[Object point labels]
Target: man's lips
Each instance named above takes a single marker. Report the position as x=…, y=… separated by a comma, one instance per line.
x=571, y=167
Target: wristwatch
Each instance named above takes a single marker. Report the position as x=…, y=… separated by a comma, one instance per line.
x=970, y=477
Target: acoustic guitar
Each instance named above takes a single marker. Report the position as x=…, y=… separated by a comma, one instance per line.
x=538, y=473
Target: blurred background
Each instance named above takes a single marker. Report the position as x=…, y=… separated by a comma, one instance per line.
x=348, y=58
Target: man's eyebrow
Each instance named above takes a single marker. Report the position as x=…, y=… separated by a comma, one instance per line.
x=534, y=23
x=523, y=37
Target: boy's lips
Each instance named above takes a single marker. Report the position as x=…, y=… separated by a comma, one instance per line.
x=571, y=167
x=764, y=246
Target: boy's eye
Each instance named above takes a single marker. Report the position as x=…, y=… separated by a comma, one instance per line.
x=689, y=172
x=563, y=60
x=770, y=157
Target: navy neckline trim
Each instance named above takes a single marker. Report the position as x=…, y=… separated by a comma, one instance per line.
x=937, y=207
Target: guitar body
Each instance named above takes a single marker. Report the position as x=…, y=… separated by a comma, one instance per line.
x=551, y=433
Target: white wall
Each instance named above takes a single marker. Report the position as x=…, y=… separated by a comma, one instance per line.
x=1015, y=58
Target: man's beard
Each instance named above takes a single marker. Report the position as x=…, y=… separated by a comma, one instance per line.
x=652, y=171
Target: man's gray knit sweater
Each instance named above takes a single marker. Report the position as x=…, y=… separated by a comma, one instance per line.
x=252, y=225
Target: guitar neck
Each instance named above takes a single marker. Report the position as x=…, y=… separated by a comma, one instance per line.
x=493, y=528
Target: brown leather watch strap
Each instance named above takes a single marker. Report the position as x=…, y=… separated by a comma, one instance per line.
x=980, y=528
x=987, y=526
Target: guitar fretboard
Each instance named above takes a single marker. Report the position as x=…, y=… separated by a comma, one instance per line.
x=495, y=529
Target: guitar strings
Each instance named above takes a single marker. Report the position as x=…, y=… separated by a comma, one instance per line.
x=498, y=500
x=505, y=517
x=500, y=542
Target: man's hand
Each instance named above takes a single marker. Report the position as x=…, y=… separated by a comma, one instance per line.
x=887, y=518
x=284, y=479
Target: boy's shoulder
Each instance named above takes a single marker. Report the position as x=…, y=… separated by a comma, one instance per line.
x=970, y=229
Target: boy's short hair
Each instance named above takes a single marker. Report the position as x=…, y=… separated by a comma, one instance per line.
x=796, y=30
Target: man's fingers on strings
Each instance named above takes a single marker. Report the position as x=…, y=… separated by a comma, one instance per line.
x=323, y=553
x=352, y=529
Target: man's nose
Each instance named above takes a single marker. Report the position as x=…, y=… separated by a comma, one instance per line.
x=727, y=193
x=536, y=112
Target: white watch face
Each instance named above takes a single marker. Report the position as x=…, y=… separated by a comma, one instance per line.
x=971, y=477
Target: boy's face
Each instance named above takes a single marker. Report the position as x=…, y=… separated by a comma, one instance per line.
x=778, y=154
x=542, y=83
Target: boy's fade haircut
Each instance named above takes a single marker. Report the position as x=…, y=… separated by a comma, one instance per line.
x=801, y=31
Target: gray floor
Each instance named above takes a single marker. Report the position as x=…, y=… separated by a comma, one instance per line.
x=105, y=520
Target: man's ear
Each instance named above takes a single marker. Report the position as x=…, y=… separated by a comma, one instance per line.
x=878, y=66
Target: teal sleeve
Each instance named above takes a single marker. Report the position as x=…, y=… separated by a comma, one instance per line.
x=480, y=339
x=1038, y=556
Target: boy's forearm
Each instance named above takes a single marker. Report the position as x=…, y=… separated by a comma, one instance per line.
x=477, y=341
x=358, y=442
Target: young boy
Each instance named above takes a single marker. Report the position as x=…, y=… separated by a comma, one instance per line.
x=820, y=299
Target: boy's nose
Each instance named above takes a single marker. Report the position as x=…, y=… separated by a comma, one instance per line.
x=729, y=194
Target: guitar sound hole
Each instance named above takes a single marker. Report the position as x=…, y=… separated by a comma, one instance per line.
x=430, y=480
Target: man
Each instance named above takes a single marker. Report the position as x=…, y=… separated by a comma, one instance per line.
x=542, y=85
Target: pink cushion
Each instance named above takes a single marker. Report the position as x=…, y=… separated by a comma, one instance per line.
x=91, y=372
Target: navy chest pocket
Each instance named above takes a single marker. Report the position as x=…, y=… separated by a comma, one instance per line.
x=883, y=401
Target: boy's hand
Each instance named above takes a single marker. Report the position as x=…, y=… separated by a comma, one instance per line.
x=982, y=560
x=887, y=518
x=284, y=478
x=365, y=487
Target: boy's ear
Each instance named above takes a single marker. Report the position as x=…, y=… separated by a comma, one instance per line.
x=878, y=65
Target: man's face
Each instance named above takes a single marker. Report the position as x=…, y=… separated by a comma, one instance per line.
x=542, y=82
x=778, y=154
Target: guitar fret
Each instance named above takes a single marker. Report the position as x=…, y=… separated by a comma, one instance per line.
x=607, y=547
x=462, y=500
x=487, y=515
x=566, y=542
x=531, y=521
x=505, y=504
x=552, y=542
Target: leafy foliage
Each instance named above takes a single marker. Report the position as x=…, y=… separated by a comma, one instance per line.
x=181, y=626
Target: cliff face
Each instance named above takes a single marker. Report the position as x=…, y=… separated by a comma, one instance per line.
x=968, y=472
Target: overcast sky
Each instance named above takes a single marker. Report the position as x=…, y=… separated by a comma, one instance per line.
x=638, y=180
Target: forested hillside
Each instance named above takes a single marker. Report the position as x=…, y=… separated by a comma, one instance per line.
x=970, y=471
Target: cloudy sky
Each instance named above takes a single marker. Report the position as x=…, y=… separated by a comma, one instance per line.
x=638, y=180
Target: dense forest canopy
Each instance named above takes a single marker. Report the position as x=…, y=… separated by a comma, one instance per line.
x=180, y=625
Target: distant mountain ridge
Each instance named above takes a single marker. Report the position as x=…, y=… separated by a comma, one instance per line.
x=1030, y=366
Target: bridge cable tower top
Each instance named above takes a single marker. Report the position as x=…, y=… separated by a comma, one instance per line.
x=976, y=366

> _Description of the task_
Rewrite the material from the line with "Target: blurred background" up to and including the line with "x=1015, y=58". Replace "boy's" with "child's" and keep all other text the same.

> _Output below_
Target: blurred background
Each instance named above takes a single marker. Report the position as x=…, y=… separated by a comma, one instance per line.
x=348, y=58
Target: man's eyebrow
Each instance named above takes a single marker. Report the position as x=…, y=… separated by a comma, one instance per line.
x=534, y=23
x=523, y=37
Target: child's lips
Each instance named above takes a single marker. Report the position as x=…, y=… separated by a comma, one instance per line.
x=571, y=167
x=764, y=246
Target: child's eye
Each instance named above takes a single marker. Report the position as x=…, y=… separated by a comma, one instance per line.
x=689, y=172
x=563, y=60
x=770, y=157
Target: navy neckline trim
Each instance named above takes a single marker. Report the position as x=…, y=… separated by a comma, one instance per line.
x=937, y=207
Target: guitar body
Each instance named above takes a single marker. Report the position as x=…, y=… separated by a comma, one instance per line.
x=551, y=433
Target: white wall
Each instance named above takes a single marker. Report the position as x=…, y=… separated by a comma, one instance per line.
x=1015, y=58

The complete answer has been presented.